TEXT EXCERPT section start

Published: Mon 16 Mar 2015 09:48 AM
Putting a price on a predator-free New Zealand
A vision of a New Zealand free from the worst introduced predators is not a fantasy, say scientists, who have analysed the costs of such a project for the first time.
A vision of a New Zealand free from the worst introduced predators is not a fantasy, say scientists, who have analysed the costs of such a project for the first time.
University of Auckland School of Biological Sciences and Department of Statistics ecologist Dr James Russell and colleagues say the cost of ridding New Zealand of pests over a 50-year timeframe is estimated at $9.04 billion.
When compared with the cost of defending New Zealand against all agricultural pests over the same period - estimated at $15.96 billion – the benefits outweigh the costs. They research group have published their paper in the prestigious international journal BioScience, raising the international profile of the ‘Predator-Free New Zealand’ idea for the first time.

TEXT EXCERPT section end
EXCERPTED RECORDS section start

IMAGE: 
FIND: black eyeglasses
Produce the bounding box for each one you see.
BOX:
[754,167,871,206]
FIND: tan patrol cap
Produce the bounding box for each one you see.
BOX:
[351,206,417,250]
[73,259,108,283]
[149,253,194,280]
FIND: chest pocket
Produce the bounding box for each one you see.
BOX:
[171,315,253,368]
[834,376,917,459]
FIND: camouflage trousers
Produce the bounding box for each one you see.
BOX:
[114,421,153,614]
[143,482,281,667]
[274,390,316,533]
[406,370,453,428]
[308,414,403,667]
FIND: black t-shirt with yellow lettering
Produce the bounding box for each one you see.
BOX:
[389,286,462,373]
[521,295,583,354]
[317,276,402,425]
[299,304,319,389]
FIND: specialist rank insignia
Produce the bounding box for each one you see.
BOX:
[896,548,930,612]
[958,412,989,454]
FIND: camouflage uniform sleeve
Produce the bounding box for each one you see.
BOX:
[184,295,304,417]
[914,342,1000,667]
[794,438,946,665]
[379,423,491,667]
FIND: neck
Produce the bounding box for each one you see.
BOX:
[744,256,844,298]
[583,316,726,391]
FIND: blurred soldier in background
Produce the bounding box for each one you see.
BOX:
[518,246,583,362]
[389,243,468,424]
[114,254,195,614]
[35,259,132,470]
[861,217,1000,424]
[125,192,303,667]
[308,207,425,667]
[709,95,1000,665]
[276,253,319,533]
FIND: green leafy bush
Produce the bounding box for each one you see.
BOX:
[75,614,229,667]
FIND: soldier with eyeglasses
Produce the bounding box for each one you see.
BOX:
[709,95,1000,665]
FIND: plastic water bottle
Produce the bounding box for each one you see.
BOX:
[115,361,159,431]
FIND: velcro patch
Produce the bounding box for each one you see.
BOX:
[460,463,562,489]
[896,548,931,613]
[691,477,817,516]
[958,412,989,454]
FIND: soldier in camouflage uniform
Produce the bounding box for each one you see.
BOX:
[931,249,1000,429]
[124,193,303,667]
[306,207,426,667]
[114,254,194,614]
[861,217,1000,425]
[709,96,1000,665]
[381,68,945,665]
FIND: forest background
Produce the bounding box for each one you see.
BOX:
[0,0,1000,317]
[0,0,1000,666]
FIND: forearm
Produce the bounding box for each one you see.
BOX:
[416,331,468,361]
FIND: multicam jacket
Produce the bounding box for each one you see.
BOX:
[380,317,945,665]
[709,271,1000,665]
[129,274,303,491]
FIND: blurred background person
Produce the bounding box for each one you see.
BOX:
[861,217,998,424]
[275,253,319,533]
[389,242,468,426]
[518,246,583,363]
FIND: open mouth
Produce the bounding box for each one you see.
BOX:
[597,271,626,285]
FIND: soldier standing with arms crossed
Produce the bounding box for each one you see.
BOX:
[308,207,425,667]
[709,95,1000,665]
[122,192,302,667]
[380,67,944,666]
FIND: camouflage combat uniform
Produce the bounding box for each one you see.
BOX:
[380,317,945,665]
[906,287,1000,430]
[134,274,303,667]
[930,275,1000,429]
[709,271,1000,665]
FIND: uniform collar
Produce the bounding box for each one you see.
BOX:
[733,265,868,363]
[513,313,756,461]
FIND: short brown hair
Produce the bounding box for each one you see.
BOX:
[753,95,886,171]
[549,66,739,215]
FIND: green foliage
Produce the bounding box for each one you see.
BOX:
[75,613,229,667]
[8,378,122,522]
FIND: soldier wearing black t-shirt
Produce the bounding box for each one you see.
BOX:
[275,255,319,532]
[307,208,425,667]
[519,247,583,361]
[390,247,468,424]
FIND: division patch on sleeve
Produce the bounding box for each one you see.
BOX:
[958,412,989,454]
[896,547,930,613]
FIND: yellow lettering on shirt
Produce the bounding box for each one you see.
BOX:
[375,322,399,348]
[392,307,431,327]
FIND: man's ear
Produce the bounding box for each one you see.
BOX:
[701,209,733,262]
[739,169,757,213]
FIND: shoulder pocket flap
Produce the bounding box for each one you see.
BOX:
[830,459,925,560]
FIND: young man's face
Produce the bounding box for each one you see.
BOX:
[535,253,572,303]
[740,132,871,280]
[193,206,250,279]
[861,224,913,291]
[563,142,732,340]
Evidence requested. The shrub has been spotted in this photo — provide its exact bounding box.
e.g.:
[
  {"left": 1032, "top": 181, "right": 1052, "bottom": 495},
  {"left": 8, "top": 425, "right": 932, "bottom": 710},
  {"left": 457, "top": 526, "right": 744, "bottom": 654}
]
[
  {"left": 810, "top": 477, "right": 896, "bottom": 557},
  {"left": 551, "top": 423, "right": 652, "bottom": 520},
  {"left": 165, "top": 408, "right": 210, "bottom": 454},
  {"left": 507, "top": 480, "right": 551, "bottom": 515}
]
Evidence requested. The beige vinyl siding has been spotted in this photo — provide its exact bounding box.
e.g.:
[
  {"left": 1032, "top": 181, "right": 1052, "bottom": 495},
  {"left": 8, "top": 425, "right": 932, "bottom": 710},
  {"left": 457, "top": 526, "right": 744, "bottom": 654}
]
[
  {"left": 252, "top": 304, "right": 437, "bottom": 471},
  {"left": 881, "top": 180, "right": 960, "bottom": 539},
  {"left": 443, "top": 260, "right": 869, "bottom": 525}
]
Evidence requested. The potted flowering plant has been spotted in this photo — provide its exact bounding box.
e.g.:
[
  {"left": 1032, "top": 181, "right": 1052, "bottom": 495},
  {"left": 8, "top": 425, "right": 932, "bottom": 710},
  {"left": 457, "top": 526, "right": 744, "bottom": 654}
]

EXCERPTED RECORDS section end

[DIRECTIONS FOR THIS TASK] Copy the text on a predator-free New Zealand word for word, everything from "When compared with" down to "idea for the first time.". The records have nothing to do with this.

[ANSWER TO THE PROBLEM]
When compared with the cost of defending New Zealand against all agricultural pests over the same period - estimated at $15.96 billion – the benefits outweigh the costs. They research group have published their paper in the prestigious international journal BioScience, raising the international profile of the ‘Predator-Free New Zealand’ idea for the first time.